### Task requirements
Count the lines in the data below that contain the word "peninsula", matching its case exactly. Reply with the number only.

######

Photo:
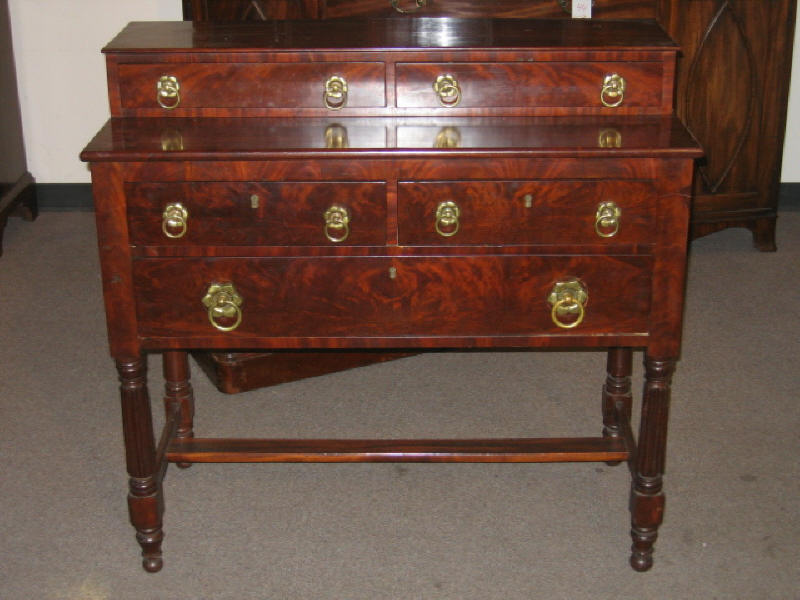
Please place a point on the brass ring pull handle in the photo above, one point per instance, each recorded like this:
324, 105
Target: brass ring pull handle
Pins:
447, 214
606, 220
335, 94
168, 92
568, 299
419, 4
448, 92
223, 302
613, 91
173, 220
337, 223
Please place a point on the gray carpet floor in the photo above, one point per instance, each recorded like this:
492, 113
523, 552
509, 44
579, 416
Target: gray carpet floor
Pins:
412, 531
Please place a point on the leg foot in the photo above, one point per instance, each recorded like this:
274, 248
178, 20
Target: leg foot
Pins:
764, 234
145, 499
647, 498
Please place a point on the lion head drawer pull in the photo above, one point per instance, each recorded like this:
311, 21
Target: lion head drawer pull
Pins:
168, 92
173, 220
448, 92
568, 301
606, 220
447, 214
223, 302
337, 223
613, 91
335, 94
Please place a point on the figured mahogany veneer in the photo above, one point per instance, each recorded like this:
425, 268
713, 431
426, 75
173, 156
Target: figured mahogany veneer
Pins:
458, 226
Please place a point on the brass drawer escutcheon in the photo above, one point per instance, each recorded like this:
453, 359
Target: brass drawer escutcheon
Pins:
168, 92
335, 94
336, 136
223, 302
568, 298
448, 92
337, 223
606, 220
447, 215
613, 91
448, 137
418, 4
174, 218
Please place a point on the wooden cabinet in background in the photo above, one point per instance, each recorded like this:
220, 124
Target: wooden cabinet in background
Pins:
732, 82
732, 93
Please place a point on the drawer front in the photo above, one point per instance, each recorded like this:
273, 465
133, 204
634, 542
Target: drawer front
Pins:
249, 85
352, 297
525, 212
544, 85
250, 213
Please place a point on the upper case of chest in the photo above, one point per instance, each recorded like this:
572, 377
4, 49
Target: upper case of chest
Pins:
390, 67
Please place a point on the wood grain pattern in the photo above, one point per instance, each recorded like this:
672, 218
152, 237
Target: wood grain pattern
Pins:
393, 285
432, 451
542, 84
497, 212
359, 297
285, 213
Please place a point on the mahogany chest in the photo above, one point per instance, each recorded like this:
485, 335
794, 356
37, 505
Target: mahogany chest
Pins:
395, 184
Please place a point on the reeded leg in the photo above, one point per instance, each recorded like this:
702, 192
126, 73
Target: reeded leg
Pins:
178, 390
647, 497
145, 500
617, 390
764, 234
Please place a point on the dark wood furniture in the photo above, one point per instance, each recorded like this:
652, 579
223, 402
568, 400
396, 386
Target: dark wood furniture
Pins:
393, 184
732, 82
17, 191
732, 90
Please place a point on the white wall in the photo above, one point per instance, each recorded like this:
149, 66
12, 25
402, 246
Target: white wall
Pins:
61, 74
62, 83
791, 147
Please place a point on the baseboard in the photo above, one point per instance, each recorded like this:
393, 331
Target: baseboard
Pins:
64, 196
78, 196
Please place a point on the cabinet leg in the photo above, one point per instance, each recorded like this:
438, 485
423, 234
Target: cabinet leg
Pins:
764, 234
647, 497
617, 391
178, 390
145, 499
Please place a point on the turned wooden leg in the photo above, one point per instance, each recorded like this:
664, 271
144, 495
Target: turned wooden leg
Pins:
617, 391
647, 497
178, 390
764, 234
145, 500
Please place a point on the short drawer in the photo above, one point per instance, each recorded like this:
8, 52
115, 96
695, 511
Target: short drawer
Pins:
262, 213
525, 212
173, 88
373, 297
534, 85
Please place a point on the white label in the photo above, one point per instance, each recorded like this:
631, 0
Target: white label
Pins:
581, 9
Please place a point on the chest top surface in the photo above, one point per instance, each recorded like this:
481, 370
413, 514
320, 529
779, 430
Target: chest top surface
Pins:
390, 33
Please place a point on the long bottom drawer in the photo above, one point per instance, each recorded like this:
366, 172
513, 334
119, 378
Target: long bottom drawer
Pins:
348, 297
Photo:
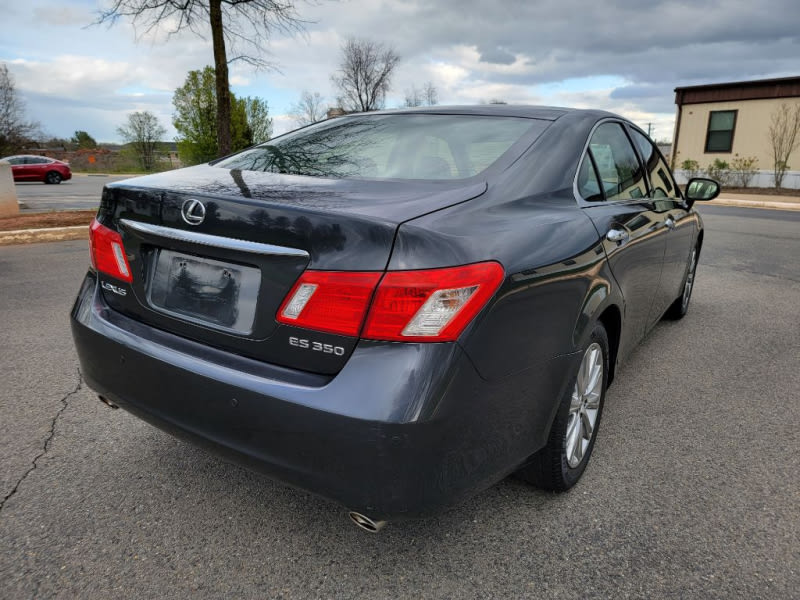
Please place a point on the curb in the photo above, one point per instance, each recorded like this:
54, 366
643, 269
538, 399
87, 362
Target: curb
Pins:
767, 204
50, 234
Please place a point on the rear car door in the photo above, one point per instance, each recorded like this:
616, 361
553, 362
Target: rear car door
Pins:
680, 223
613, 191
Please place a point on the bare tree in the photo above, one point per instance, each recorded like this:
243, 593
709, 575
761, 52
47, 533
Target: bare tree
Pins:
365, 74
241, 25
413, 97
143, 132
15, 131
427, 96
430, 94
310, 108
784, 138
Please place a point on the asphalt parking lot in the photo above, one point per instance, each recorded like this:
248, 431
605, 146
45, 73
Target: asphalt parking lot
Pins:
80, 192
692, 491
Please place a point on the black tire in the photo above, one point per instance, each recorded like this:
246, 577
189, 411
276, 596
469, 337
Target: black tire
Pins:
680, 307
550, 468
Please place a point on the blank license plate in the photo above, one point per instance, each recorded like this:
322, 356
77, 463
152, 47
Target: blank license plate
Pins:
205, 291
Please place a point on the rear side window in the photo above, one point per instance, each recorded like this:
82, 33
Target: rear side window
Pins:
403, 146
661, 181
588, 185
621, 174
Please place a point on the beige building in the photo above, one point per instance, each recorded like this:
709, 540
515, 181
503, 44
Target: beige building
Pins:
729, 120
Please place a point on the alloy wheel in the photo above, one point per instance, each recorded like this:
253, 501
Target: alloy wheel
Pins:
585, 405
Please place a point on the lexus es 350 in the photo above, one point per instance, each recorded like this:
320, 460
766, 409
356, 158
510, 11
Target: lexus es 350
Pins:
393, 310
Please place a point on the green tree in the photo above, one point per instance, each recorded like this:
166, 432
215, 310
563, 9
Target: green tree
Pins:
243, 26
143, 132
83, 140
195, 119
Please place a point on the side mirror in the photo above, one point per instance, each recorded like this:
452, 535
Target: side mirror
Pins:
700, 188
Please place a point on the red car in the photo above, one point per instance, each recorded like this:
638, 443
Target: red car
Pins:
38, 168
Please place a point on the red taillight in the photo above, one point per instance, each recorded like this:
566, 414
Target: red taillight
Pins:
432, 305
331, 301
108, 252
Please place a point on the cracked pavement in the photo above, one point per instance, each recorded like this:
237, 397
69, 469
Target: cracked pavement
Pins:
46, 445
692, 491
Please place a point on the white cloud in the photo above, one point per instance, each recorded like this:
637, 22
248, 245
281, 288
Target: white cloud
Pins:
470, 53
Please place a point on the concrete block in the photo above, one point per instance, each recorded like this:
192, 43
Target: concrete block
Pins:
8, 193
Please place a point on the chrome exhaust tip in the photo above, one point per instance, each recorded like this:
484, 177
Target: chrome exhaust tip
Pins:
365, 523
107, 402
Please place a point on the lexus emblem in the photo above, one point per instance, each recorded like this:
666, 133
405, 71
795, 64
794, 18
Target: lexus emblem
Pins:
193, 211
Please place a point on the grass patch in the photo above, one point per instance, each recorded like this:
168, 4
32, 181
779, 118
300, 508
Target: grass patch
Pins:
67, 218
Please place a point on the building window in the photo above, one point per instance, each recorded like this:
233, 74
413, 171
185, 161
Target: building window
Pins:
721, 124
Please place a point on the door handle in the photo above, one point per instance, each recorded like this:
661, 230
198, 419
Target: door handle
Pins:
617, 235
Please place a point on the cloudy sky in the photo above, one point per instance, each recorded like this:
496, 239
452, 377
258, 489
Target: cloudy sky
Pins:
626, 56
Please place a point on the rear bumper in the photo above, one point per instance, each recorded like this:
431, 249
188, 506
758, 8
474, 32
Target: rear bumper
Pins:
402, 430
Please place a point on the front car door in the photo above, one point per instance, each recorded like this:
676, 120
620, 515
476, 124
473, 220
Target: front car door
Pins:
613, 191
681, 224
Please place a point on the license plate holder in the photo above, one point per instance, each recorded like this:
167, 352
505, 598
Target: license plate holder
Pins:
205, 291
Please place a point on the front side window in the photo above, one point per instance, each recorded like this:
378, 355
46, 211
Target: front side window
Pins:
621, 174
410, 146
721, 125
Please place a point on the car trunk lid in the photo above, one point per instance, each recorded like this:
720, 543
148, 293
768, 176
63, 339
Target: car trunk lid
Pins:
220, 279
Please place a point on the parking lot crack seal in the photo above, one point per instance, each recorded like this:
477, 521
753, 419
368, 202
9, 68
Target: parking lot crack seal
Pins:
46, 446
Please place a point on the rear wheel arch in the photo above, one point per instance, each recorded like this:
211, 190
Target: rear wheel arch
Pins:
611, 318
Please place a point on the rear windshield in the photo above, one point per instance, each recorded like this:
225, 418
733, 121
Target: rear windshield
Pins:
421, 146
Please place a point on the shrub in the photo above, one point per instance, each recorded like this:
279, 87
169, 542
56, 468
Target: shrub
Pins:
719, 171
691, 168
743, 170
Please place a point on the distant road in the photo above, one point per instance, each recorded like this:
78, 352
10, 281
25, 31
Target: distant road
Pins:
80, 192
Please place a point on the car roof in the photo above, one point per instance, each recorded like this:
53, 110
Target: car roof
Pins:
547, 113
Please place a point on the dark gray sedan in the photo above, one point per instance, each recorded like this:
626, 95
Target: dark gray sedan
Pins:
394, 310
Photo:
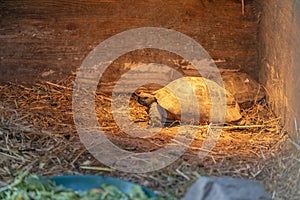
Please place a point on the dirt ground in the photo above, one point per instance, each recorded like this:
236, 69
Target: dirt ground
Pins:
38, 135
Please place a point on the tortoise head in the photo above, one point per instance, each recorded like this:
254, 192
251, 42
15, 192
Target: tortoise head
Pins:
145, 99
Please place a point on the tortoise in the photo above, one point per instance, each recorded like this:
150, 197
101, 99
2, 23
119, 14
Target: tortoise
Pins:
244, 88
164, 106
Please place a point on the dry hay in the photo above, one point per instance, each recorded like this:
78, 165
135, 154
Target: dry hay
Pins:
37, 134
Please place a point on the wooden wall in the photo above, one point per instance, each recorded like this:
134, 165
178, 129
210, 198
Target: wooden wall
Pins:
43, 39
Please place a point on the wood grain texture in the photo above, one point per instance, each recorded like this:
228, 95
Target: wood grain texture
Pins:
38, 36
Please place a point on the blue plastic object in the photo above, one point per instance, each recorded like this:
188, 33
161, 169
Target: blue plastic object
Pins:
88, 182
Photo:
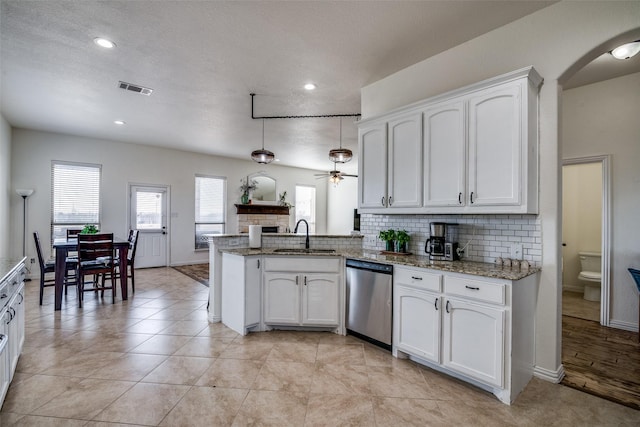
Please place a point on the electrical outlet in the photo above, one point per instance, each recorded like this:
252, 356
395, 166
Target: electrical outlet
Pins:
516, 251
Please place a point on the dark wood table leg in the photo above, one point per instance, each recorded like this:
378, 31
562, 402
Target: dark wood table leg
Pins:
61, 266
122, 255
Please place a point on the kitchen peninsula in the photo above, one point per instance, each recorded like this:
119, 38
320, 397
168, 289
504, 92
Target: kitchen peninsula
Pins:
471, 320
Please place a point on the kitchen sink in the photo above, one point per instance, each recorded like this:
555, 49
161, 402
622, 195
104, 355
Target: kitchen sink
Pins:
305, 251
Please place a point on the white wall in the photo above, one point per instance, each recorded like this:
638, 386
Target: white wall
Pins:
6, 192
556, 40
599, 119
581, 215
33, 152
342, 200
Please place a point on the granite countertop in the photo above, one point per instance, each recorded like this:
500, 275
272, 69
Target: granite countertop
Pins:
464, 267
7, 265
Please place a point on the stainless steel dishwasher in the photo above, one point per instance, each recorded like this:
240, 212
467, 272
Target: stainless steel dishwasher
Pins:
369, 301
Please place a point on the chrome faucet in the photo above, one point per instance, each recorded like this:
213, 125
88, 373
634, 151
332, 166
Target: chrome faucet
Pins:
295, 231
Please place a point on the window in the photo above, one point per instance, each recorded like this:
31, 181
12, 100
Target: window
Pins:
210, 208
75, 197
306, 206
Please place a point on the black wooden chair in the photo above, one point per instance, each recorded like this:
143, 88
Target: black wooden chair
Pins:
95, 258
49, 266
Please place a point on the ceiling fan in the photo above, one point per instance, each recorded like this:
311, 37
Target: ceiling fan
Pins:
335, 176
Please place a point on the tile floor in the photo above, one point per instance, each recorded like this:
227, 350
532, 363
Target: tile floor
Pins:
155, 360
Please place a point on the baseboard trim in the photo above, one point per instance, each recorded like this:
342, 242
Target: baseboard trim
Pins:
627, 326
549, 375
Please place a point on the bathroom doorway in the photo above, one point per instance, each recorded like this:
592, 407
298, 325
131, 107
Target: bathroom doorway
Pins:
585, 231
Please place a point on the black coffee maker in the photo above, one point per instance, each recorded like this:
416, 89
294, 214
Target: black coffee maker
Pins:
439, 245
435, 243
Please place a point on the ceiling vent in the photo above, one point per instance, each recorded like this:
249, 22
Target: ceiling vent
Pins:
135, 88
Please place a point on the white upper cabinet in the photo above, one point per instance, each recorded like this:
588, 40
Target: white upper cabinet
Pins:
478, 149
444, 154
372, 162
391, 159
405, 162
495, 146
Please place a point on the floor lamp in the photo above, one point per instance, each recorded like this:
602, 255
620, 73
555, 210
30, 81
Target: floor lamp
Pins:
24, 193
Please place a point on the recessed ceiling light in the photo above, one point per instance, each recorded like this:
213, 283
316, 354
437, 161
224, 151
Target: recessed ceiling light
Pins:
626, 51
107, 44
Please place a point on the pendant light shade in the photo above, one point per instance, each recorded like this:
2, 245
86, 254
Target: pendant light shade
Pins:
262, 156
340, 155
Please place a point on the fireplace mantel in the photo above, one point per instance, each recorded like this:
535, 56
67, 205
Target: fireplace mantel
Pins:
262, 209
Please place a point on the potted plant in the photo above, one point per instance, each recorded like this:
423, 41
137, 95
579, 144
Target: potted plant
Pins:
388, 237
402, 239
89, 229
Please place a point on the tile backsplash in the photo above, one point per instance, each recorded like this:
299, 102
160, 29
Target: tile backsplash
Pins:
483, 237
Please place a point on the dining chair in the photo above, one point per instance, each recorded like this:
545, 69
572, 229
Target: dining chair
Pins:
95, 258
636, 276
131, 258
49, 266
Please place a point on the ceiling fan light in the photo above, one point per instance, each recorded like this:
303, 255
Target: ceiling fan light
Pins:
262, 156
627, 50
340, 155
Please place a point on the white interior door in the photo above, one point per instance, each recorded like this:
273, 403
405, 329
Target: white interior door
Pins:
149, 206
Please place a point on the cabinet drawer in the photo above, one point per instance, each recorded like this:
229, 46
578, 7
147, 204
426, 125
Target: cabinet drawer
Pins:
417, 278
475, 289
303, 264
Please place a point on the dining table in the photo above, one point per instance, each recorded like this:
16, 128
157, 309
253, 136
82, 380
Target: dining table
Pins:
64, 246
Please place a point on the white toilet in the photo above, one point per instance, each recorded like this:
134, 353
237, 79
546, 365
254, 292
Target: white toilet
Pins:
591, 274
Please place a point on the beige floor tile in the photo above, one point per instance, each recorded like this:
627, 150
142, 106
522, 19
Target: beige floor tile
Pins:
185, 327
285, 376
82, 364
130, 366
26, 396
294, 352
398, 382
394, 411
206, 407
231, 373
85, 400
179, 370
324, 410
249, 350
341, 354
340, 379
272, 408
161, 344
144, 403
204, 347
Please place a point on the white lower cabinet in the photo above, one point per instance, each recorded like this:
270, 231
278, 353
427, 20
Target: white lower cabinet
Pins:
473, 340
478, 329
302, 291
241, 292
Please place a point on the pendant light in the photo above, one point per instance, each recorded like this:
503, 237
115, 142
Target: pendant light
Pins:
340, 155
263, 156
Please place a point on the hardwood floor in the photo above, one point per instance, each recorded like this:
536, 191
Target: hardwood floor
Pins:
601, 361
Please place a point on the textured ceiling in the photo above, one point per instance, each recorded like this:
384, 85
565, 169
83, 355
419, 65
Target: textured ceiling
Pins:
203, 58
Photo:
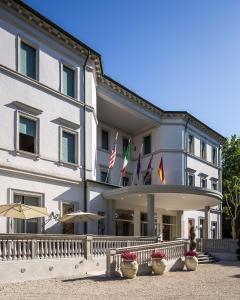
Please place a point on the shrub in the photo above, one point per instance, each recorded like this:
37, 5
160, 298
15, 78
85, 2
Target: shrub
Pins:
191, 253
158, 254
129, 255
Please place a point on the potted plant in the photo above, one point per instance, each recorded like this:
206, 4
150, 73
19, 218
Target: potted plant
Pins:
159, 262
191, 260
129, 265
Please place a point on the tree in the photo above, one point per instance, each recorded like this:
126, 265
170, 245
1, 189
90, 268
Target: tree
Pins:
231, 185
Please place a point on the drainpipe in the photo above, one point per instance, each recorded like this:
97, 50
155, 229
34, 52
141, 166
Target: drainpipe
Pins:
84, 143
185, 149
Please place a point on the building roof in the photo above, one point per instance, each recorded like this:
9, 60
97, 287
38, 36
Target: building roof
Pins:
35, 18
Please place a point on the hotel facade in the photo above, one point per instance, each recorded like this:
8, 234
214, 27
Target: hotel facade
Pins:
59, 116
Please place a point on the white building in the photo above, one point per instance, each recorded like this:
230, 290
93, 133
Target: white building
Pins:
59, 116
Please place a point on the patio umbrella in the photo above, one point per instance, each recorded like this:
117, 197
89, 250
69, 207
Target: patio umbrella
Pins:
22, 211
80, 216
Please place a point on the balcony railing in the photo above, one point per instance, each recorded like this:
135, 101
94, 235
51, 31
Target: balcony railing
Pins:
43, 246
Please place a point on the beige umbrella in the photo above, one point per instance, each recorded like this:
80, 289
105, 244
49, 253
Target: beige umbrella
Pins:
22, 211
80, 216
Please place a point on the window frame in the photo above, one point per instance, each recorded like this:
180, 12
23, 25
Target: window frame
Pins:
143, 139
193, 175
70, 66
17, 130
192, 150
103, 129
76, 146
21, 39
204, 156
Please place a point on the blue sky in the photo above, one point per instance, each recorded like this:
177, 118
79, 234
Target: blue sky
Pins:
178, 54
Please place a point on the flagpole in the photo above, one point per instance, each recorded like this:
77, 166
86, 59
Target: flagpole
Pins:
114, 162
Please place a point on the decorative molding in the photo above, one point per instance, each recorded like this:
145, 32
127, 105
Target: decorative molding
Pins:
27, 108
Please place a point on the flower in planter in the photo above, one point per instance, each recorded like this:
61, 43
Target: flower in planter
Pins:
191, 253
158, 254
129, 255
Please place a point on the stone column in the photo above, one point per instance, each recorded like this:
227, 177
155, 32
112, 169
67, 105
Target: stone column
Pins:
179, 224
150, 215
110, 217
207, 222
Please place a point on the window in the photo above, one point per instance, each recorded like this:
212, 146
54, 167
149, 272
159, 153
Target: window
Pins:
203, 150
190, 144
203, 183
147, 144
30, 225
190, 179
125, 144
214, 155
68, 147
28, 60
105, 145
68, 81
214, 185
125, 181
27, 134
104, 176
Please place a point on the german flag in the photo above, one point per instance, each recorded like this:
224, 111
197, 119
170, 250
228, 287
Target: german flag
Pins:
161, 171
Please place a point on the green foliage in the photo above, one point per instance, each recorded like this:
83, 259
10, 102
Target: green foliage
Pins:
231, 186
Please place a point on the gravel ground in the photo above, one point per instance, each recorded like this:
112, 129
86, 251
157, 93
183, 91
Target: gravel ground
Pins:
211, 281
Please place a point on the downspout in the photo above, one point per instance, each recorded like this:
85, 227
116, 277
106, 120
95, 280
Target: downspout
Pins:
185, 151
84, 143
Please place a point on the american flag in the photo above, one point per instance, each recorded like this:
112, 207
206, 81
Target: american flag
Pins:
112, 157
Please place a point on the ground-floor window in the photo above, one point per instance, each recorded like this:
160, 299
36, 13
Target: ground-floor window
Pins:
144, 222
124, 222
31, 225
214, 229
169, 227
67, 228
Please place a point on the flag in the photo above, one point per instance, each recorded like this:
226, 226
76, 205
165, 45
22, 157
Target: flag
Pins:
126, 159
161, 171
112, 157
139, 163
148, 174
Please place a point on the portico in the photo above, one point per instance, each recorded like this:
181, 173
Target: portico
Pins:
160, 202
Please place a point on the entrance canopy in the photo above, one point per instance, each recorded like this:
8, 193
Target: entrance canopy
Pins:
169, 197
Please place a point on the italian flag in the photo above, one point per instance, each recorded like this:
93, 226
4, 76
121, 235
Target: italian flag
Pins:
126, 160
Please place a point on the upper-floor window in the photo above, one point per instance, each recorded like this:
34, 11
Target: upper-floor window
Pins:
214, 155
68, 147
105, 143
203, 150
104, 177
190, 147
147, 144
125, 145
125, 181
203, 182
214, 185
68, 80
28, 60
190, 179
27, 134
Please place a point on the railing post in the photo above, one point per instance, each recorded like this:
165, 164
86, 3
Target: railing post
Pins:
88, 247
111, 262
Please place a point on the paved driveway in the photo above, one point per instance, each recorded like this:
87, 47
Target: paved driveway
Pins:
213, 281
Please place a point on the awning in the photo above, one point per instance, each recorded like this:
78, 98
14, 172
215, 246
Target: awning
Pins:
169, 197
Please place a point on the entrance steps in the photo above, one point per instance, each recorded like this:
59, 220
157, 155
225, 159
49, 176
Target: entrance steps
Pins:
206, 258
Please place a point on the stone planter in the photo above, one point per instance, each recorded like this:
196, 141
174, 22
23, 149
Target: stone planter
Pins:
191, 263
129, 268
159, 265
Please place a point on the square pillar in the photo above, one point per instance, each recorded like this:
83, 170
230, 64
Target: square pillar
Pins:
150, 215
180, 224
207, 222
110, 217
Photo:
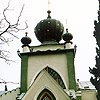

######

### Solution for this problem
2